WORK TO COMPLETE:
Lines from the one containing "Could you point to the man's face" through the last line of the data are to be repeated word for word, both ends included.

MATERIAL FOR THE TASK:
>>>

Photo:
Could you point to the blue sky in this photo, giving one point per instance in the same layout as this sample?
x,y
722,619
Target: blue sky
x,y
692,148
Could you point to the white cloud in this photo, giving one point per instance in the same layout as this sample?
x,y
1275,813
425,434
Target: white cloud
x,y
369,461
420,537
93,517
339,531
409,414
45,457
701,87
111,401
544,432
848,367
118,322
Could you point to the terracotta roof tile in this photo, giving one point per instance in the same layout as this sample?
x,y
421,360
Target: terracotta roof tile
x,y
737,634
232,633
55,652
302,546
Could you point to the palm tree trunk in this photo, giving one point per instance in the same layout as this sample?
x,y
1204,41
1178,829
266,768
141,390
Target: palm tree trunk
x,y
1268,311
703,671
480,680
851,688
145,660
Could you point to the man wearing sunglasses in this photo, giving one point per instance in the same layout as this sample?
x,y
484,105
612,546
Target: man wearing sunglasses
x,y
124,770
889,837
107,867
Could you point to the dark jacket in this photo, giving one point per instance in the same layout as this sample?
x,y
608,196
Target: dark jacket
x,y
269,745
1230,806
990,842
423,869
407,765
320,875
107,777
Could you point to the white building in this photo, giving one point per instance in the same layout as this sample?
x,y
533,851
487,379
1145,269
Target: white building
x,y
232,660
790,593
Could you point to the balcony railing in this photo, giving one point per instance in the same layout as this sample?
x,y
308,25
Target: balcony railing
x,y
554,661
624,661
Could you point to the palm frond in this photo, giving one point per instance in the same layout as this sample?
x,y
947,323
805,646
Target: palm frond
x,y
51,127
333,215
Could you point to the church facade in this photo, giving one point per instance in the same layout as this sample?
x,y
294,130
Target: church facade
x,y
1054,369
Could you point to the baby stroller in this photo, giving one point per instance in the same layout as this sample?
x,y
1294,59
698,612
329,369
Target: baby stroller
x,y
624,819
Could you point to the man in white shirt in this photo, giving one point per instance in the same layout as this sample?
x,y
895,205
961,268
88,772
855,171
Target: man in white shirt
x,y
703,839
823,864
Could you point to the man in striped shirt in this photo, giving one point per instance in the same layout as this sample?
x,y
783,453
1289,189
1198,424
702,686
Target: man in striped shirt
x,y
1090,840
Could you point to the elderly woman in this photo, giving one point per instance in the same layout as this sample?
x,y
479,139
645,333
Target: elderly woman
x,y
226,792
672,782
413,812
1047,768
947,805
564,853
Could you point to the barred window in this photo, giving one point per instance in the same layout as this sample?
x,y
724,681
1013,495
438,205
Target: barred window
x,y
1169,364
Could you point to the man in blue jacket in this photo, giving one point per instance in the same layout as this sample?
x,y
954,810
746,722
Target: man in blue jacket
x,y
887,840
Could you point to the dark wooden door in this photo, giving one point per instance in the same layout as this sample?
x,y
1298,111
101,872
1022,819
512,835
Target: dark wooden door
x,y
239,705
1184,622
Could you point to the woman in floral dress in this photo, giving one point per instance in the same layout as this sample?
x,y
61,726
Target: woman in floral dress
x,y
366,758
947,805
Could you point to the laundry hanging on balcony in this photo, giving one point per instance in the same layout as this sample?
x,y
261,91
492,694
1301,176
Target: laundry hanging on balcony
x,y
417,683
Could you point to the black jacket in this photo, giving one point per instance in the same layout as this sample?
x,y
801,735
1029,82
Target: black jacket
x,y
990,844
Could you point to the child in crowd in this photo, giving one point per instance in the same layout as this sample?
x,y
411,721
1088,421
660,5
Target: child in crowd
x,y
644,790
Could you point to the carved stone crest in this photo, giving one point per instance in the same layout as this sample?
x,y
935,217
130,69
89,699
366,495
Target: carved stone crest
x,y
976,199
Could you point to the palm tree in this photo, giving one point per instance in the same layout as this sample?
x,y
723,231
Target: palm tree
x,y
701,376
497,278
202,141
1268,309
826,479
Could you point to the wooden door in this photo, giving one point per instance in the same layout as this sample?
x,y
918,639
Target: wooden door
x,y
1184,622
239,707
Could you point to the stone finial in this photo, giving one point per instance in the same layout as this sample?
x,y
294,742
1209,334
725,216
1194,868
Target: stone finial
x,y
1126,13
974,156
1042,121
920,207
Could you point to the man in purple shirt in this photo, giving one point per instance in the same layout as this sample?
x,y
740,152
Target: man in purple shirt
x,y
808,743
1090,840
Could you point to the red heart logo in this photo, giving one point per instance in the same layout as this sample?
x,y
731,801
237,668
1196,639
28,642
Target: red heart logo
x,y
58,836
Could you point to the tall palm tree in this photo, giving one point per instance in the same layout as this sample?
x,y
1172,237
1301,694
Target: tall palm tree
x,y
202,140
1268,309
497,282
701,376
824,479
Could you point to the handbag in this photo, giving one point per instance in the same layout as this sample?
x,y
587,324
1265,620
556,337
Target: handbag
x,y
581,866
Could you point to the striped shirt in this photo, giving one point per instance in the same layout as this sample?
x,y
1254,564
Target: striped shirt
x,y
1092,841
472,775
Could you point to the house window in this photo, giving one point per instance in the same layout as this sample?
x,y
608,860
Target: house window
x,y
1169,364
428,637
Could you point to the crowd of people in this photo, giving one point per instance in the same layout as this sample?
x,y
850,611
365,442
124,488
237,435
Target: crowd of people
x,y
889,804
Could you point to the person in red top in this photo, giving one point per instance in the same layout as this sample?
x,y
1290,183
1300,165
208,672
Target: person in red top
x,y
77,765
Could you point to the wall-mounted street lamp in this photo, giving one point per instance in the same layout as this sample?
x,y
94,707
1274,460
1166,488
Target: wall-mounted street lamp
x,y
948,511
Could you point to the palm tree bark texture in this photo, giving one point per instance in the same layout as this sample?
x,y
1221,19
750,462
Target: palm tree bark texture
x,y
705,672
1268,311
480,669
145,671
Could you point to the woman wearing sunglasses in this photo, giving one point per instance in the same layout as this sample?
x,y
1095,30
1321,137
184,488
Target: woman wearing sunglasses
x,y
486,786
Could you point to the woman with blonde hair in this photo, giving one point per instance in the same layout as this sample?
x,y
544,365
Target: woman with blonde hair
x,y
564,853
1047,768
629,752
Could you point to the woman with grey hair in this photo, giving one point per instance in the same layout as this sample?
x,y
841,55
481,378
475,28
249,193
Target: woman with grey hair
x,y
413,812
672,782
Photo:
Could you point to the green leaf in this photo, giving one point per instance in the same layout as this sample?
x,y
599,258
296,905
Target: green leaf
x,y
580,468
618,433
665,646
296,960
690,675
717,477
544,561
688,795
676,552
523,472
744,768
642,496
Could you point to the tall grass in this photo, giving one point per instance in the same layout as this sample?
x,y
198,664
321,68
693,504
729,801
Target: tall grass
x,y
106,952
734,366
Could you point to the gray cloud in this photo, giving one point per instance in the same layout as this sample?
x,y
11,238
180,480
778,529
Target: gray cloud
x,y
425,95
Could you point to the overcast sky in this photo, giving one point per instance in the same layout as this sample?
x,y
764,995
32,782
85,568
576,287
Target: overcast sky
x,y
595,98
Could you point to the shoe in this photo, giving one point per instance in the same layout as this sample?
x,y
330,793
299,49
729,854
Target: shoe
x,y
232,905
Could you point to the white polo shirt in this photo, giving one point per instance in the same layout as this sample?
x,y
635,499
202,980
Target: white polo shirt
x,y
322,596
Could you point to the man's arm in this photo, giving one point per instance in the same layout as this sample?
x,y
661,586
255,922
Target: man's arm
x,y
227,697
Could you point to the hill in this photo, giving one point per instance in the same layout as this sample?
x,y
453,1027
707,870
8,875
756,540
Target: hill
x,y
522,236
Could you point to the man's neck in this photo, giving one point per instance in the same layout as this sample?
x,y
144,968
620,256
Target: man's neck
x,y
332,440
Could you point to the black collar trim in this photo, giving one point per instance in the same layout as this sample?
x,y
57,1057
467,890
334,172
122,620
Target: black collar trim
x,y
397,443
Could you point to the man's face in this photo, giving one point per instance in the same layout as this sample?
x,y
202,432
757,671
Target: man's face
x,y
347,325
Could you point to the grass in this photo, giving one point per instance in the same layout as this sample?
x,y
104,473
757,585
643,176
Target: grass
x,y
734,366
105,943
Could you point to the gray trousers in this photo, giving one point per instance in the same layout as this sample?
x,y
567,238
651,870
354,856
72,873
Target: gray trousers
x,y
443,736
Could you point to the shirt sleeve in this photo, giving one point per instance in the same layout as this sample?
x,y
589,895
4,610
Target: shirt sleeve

<<<

THE OUTPUT:
Could you point to the man's face in this photo, giving one point per instance in the same layout as this sample?
x,y
202,432
757,671
Target: man's face
x,y
347,325
Could you point to the grass in this photo, giving one point per instance in the same layout as this sample?
x,y
104,473
757,585
643,176
Target: grass
x,y
734,366
105,943
Could you point to the gray trousers in this photo, giving one point per instance in the same layout as this sample?
x,y
567,238
651,870
354,856
72,873
Target: gray trousers
x,y
443,736
Could you point to the shirt sleeve in this photo, giving one point per instance in the same layout as this sample?
x,y
589,895
4,610
Target: shirt sleeve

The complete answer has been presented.